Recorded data
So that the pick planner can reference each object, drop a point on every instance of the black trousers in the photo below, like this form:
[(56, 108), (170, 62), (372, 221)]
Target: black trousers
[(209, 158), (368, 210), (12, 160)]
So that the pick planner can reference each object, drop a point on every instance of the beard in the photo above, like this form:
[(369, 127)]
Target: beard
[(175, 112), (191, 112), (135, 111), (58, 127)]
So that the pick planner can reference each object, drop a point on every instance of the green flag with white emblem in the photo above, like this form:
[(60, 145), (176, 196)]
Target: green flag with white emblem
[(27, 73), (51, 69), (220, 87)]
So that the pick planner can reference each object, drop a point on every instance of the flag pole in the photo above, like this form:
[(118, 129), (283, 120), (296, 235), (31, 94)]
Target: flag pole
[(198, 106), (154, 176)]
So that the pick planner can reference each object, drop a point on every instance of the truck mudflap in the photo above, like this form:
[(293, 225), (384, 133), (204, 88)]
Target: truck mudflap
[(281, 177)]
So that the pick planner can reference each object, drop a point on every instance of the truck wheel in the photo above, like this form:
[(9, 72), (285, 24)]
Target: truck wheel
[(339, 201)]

--

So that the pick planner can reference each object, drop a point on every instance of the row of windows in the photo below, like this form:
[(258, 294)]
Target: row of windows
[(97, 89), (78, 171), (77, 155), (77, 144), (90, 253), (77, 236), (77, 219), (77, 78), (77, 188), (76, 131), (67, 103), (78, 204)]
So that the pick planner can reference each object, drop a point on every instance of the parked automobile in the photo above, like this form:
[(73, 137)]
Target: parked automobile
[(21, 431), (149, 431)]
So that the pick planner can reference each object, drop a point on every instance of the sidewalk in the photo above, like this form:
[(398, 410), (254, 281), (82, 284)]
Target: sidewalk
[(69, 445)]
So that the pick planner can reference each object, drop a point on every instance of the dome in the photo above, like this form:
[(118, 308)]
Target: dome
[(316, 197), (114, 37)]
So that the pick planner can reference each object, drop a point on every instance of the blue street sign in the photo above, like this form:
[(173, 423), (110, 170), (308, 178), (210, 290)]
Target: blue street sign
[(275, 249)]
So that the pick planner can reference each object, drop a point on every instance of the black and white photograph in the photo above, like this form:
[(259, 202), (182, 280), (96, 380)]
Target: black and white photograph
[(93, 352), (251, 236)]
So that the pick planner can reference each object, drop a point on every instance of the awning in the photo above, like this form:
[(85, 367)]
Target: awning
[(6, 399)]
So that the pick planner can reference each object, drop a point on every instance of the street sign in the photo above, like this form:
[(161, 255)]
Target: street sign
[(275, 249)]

- [Directive]: Retype the lines between the one containing "the black trousers" and the one containing "[(209, 158), (368, 210), (12, 160)]", inclusive.

- [Answer]:
So that the pick planner can reference each object, drop a point on every instance of the black trousers in the photo below, like this form:
[(56, 108), (170, 62), (372, 221)]
Target: black trousers
[(209, 158), (368, 210), (12, 160)]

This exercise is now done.